* _Work required_: Only the lines with the string "person" are needed; return each of them from the entries below.

* _Source data_:
* * * * * * *

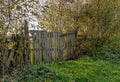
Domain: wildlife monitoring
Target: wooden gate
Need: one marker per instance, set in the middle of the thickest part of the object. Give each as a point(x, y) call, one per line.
point(49, 47)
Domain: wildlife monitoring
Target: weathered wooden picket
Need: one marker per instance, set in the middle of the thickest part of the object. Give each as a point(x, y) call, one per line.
point(49, 47)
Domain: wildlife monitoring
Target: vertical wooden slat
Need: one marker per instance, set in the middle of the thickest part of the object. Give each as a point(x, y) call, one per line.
point(70, 43)
point(44, 46)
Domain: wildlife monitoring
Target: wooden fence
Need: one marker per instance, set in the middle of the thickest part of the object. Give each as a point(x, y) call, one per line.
point(49, 47)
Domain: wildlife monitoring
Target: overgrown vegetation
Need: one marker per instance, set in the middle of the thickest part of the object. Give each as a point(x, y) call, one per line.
point(86, 69)
point(96, 24)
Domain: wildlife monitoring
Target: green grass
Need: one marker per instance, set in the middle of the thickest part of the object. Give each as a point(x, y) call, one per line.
point(85, 69)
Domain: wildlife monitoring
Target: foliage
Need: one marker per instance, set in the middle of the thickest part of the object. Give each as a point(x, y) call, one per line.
point(96, 21)
point(13, 31)
point(82, 70)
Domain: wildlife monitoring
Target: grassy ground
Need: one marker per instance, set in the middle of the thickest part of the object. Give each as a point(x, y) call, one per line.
point(85, 69)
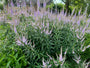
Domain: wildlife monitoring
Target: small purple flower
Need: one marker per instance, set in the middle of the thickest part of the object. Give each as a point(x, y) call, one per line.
point(78, 22)
point(44, 4)
point(12, 3)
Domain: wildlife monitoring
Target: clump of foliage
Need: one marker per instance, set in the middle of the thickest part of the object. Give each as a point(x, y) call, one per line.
point(11, 54)
point(1, 6)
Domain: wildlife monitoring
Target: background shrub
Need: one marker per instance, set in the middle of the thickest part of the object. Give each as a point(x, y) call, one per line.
point(1, 6)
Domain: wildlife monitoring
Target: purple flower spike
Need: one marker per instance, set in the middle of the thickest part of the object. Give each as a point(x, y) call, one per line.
point(11, 11)
point(78, 22)
point(44, 4)
point(12, 3)
point(38, 4)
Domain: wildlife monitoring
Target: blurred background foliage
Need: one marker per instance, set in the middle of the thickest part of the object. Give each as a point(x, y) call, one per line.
point(69, 5)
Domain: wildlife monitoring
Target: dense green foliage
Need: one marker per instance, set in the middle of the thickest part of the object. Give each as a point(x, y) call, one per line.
point(1, 6)
point(11, 54)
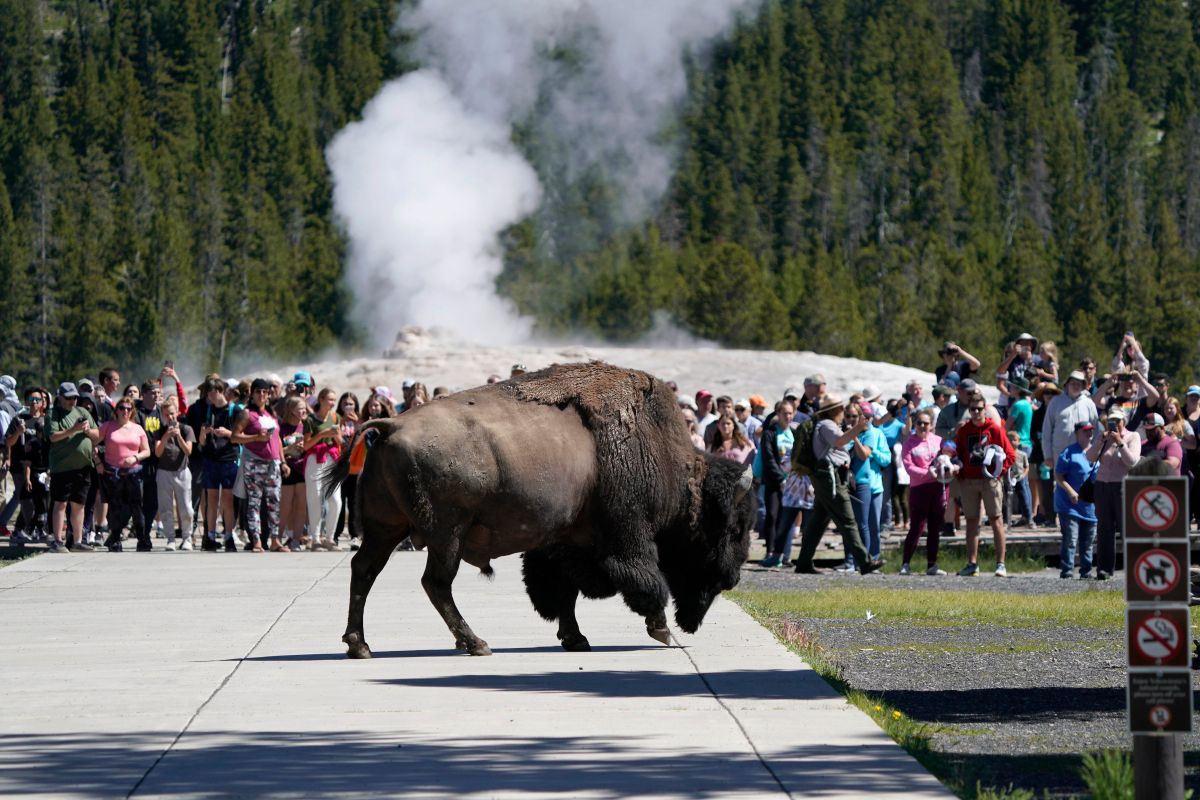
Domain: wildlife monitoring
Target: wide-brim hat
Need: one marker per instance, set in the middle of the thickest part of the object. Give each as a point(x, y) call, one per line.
point(829, 403)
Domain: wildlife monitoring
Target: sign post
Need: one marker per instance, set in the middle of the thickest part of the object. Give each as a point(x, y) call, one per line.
point(1158, 631)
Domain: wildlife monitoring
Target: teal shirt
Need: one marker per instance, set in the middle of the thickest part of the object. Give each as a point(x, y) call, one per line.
point(1020, 415)
point(871, 470)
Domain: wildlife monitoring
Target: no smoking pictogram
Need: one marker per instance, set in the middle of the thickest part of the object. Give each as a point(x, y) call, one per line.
point(1157, 571)
point(1156, 509)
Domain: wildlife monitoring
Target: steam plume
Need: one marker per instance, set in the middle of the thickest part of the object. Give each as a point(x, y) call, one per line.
point(429, 178)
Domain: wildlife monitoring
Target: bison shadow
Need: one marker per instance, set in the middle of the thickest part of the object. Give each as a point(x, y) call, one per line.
point(371, 763)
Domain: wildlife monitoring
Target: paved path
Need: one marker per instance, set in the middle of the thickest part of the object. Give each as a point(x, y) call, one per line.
point(189, 674)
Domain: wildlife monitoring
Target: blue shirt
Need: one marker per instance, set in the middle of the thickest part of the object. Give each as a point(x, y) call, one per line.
point(1075, 469)
point(871, 470)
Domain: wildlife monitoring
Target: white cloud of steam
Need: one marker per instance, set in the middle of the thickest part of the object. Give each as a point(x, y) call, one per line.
point(429, 178)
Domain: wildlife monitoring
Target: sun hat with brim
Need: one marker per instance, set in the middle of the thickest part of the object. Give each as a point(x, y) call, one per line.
point(1027, 337)
point(1047, 388)
point(829, 404)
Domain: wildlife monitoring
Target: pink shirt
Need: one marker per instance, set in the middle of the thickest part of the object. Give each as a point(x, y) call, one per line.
point(121, 441)
point(917, 455)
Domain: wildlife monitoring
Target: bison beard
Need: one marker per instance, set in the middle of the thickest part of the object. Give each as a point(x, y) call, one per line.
point(586, 468)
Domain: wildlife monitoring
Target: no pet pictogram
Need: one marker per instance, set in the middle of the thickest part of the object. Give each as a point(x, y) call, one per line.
point(1155, 509)
point(1158, 638)
point(1157, 571)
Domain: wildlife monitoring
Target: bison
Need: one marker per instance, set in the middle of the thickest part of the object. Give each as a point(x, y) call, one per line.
point(585, 468)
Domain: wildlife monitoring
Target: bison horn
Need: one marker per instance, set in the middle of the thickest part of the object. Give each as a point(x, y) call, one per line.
point(744, 485)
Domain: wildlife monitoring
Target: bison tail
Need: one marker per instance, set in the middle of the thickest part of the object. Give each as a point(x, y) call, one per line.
point(351, 462)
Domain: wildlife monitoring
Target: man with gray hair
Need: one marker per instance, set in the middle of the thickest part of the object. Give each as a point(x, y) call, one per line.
point(1063, 413)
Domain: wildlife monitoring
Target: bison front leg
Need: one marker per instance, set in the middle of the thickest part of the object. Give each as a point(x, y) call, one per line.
point(441, 569)
point(365, 567)
point(553, 595)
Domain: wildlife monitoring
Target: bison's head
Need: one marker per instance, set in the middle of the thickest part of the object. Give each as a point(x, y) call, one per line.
point(708, 557)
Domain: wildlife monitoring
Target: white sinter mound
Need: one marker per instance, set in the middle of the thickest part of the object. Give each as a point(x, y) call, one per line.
point(436, 359)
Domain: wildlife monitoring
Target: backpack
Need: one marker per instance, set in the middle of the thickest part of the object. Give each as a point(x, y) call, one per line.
point(804, 457)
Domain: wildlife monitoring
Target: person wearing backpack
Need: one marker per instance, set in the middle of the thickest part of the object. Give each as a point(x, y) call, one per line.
point(831, 483)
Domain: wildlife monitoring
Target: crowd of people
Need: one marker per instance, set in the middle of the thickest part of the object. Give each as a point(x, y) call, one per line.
point(1050, 452)
point(234, 467)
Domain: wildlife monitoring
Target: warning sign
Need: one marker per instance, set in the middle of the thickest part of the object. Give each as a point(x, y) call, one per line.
point(1157, 572)
point(1158, 637)
point(1156, 507)
point(1159, 702)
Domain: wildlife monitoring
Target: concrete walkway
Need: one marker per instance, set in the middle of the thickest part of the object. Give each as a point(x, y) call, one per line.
point(193, 674)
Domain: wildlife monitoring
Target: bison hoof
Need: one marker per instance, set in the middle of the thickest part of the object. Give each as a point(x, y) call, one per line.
point(577, 643)
point(659, 635)
point(357, 647)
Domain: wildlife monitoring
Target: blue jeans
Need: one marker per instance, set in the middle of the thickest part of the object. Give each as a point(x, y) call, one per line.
point(867, 513)
point(1085, 531)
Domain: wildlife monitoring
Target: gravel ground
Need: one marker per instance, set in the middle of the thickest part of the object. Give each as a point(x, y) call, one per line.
point(1006, 705)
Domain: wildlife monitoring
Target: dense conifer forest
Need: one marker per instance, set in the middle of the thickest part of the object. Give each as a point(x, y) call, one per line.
point(858, 178)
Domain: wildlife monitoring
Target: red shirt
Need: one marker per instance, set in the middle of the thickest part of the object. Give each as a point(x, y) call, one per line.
point(972, 439)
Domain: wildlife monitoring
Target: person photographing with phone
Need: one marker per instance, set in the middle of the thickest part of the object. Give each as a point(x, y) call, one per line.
point(1115, 452)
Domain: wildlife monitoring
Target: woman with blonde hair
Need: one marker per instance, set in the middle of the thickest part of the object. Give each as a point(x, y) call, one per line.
point(293, 498)
point(322, 444)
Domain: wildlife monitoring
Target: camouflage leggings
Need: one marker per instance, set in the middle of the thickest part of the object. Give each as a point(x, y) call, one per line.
point(263, 480)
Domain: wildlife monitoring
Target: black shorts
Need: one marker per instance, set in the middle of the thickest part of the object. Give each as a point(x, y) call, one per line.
point(71, 486)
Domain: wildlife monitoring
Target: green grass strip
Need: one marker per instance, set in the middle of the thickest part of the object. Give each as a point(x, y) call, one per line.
point(1095, 608)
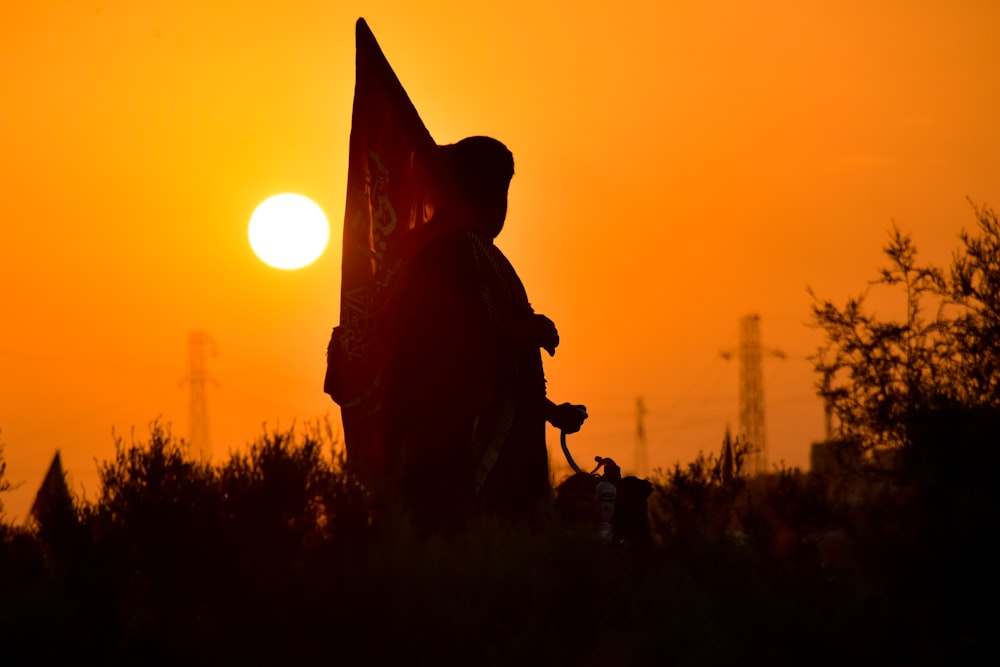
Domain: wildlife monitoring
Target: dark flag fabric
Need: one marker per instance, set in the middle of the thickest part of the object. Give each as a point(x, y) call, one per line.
point(393, 181)
point(53, 500)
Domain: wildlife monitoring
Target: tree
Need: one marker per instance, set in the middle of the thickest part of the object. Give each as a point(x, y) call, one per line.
point(877, 375)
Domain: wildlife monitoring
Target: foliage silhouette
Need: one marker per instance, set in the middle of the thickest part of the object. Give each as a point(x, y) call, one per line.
point(278, 553)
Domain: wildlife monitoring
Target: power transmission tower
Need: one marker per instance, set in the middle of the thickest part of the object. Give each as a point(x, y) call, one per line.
point(199, 344)
point(641, 453)
point(751, 394)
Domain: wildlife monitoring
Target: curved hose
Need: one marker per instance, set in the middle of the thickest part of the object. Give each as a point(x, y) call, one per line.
point(569, 457)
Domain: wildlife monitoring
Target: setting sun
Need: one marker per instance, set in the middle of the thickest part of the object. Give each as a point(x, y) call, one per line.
point(288, 231)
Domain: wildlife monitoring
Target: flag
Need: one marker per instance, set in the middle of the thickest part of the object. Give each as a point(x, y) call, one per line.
point(53, 502)
point(393, 181)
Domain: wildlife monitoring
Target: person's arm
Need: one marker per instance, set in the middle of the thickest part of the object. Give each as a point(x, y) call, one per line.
point(565, 416)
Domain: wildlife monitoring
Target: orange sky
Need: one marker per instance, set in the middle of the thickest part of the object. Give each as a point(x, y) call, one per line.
point(679, 165)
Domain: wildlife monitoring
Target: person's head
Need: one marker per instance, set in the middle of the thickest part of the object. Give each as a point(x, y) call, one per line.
point(482, 168)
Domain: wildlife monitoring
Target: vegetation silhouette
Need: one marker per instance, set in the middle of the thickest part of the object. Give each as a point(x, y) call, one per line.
point(277, 554)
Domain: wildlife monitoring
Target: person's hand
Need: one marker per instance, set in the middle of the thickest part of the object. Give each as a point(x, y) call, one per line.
point(567, 417)
point(534, 331)
point(544, 333)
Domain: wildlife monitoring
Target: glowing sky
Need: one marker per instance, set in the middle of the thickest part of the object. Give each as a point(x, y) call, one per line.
point(679, 165)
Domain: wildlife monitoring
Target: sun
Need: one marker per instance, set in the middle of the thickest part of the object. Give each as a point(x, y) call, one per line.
point(288, 231)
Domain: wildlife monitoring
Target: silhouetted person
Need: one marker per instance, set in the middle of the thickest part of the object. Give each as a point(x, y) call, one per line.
point(466, 404)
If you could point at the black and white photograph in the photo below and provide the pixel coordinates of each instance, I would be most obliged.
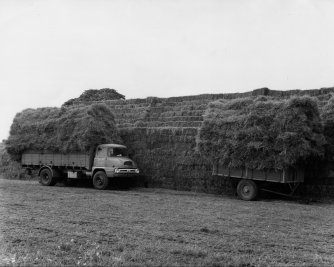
(167, 133)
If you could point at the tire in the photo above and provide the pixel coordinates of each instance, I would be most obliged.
(247, 190)
(100, 180)
(46, 178)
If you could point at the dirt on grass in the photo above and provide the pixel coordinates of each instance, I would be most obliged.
(66, 226)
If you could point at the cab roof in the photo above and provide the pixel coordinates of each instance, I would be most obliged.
(111, 145)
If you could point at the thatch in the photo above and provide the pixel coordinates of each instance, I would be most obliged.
(95, 95)
(62, 129)
(262, 133)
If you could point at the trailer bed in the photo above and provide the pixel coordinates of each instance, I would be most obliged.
(290, 175)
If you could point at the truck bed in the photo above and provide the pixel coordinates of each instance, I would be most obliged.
(77, 160)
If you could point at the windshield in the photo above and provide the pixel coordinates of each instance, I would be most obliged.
(117, 152)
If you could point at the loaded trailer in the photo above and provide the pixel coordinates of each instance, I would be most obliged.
(103, 163)
(249, 181)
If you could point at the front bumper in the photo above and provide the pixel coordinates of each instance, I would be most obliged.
(123, 172)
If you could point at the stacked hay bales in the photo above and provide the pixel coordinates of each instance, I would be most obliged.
(161, 134)
(262, 133)
(76, 128)
(95, 95)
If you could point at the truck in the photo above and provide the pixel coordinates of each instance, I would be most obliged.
(101, 164)
(248, 181)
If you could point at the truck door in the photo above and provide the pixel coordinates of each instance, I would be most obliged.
(100, 157)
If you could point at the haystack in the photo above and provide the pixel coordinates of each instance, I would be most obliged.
(92, 95)
(262, 133)
(66, 129)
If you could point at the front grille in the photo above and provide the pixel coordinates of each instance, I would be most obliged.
(127, 170)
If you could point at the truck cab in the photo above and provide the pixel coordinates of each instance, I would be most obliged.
(111, 160)
(114, 160)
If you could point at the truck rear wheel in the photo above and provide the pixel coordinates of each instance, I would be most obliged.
(100, 180)
(247, 190)
(46, 178)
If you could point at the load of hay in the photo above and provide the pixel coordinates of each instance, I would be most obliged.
(327, 116)
(66, 129)
(95, 95)
(262, 133)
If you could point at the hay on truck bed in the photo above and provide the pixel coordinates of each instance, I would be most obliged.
(262, 133)
(66, 129)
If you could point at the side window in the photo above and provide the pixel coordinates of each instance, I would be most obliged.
(100, 153)
(110, 152)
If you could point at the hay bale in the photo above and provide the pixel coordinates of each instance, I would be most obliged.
(91, 95)
(262, 133)
(66, 129)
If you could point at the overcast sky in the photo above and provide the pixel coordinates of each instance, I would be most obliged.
(51, 51)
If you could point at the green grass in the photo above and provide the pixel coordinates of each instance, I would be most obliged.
(156, 227)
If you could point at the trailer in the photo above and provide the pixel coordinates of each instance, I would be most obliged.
(250, 181)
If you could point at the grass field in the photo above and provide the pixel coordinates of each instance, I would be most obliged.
(155, 227)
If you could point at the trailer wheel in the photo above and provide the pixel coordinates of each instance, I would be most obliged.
(46, 178)
(247, 190)
(100, 180)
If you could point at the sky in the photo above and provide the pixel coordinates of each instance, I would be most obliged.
(51, 51)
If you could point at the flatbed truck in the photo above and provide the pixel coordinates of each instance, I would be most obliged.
(101, 164)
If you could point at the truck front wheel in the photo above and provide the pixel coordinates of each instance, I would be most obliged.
(46, 178)
(100, 180)
(247, 190)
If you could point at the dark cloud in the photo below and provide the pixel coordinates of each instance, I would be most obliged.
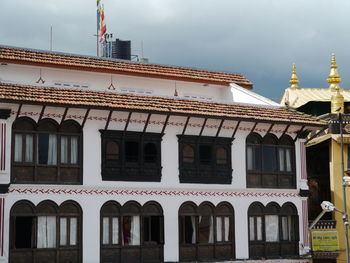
(258, 38)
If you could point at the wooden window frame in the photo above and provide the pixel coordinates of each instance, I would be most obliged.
(121, 170)
(259, 249)
(258, 177)
(121, 252)
(46, 208)
(209, 173)
(218, 250)
(33, 172)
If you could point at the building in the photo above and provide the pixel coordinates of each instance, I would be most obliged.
(113, 161)
(325, 153)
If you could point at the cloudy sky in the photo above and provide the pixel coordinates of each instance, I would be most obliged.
(258, 38)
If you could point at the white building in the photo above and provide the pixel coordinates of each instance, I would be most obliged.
(100, 162)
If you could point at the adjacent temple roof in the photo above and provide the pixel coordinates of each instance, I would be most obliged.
(27, 94)
(114, 66)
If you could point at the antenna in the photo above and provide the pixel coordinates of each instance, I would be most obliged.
(51, 38)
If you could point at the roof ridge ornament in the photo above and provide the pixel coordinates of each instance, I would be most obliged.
(334, 78)
(294, 81)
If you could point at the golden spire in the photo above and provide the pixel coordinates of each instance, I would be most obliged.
(294, 81)
(334, 78)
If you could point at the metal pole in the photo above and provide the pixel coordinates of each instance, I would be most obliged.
(345, 215)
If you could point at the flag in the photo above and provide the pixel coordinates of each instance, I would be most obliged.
(101, 26)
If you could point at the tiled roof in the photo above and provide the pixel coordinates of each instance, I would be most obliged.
(97, 64)
(16, 93)
(299, 97)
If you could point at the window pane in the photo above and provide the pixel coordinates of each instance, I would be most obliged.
(105, 231)
(221, 156)
(269, 160)
(115, 230)
(150, 153)
(23, 232)
(281, 159)
(18, 148)
(46, 232)
(63, 231)
(131, 151)
(219, 229)
(271, 228)
(112, 150)
(74, 150)
(188, 154)
(257, 159)
(64, 149)
(226, 228)
(131, 230)
(285, 228)
(73, 231)
(47, 149)
(288, 160)
(29, 148)
(258, 228)
(205, 229)
(205, 154)
(251, 228)
(189, 229)
(250, 157)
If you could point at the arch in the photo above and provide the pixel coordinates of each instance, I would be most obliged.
(70, 126)
(152, 207)
(272, 208)
(70, 207)
(47, 207)
(24, 124)
(48, 125)
(131, 208)
(23, 208)
(270, 139)
(254, 138)
(286, 140)
(110, 208)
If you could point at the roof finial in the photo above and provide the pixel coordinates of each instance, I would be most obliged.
(294, 81)
(334, 78)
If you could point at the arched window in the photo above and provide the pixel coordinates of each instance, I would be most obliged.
(131, 233)
(187, 154)
(221, 155)
(112, 150)
(273, 231)
(46, 152)
(270, 161)
(48, 230)
(206, 232)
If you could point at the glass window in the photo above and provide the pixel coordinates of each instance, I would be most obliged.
(150, 153)
(188, 154)
(131, 230)
(131, 151)
(47, 148)
(205, 152)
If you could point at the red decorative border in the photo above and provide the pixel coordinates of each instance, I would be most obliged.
(196, 125)
(149, 193)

* * * * * * *

* _Solution below_:
Target: person wearing backpack
Target: person photographing with phone
Target: person's arm
Target: person's head
Target: person's hand
Target: silhouetted person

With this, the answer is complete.